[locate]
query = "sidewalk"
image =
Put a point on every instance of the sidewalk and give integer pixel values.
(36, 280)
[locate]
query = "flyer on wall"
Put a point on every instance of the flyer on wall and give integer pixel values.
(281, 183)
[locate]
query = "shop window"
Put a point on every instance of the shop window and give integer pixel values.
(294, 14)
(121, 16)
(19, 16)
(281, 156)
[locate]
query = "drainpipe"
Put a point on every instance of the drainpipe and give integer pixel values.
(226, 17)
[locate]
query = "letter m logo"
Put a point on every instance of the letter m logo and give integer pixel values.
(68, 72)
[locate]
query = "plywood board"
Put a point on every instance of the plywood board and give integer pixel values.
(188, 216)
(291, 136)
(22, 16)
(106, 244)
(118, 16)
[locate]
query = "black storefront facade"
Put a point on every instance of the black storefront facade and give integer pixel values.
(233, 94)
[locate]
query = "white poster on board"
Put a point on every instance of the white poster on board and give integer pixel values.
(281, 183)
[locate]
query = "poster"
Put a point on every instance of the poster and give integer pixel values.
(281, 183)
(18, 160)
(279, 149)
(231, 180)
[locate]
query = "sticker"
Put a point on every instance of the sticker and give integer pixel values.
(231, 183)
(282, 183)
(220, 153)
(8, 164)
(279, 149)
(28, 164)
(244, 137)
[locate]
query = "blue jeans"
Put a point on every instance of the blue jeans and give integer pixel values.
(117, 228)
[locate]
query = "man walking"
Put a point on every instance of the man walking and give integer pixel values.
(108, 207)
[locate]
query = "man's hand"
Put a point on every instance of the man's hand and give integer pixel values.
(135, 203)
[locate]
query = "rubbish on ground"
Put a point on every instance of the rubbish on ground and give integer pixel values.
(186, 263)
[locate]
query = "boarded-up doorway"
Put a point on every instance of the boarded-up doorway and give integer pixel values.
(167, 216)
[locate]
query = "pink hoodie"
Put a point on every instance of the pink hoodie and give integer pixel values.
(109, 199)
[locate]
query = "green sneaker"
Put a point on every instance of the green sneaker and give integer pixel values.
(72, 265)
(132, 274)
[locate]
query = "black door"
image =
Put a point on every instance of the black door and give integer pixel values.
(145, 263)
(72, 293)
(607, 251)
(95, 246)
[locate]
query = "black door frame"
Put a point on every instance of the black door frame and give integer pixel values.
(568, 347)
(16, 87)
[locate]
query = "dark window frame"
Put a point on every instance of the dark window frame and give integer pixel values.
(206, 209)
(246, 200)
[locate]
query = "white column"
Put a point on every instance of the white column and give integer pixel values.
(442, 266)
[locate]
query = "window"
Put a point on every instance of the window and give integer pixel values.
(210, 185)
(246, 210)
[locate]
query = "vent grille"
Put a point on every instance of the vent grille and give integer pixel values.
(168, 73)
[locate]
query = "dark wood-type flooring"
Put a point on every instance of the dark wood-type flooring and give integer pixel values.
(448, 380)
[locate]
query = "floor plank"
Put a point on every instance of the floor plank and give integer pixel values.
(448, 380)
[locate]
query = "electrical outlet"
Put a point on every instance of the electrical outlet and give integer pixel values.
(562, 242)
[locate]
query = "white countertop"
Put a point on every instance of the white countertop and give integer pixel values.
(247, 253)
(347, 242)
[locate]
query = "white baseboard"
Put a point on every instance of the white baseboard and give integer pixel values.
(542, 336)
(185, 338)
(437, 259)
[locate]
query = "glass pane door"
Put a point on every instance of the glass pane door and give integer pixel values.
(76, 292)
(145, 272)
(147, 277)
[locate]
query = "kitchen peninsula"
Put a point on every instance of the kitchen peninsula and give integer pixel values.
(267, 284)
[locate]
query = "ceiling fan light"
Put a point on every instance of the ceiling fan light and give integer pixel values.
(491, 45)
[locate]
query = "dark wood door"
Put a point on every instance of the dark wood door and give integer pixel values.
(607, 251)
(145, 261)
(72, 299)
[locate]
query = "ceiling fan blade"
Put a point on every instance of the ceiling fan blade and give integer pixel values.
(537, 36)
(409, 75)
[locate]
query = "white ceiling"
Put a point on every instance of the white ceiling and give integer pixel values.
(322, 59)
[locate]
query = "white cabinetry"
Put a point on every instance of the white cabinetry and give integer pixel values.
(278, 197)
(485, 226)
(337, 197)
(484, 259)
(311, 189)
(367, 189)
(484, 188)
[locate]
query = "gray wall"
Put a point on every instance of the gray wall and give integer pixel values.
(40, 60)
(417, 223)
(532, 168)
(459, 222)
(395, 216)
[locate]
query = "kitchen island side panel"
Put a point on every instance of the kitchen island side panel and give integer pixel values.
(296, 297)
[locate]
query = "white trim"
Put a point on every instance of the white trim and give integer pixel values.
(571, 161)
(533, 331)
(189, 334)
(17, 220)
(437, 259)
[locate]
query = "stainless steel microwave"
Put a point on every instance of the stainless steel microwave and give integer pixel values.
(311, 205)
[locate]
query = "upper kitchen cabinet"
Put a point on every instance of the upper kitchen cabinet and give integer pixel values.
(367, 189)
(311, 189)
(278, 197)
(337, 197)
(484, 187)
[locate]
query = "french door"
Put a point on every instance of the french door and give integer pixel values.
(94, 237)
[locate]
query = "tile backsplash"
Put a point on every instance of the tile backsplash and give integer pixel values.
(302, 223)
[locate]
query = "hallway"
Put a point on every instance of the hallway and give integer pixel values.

--

STATED EXERCISE
How many lines in the entries above contain the string "countertop"? Reply with the number alone.

RESULT FOR THIS TASK
2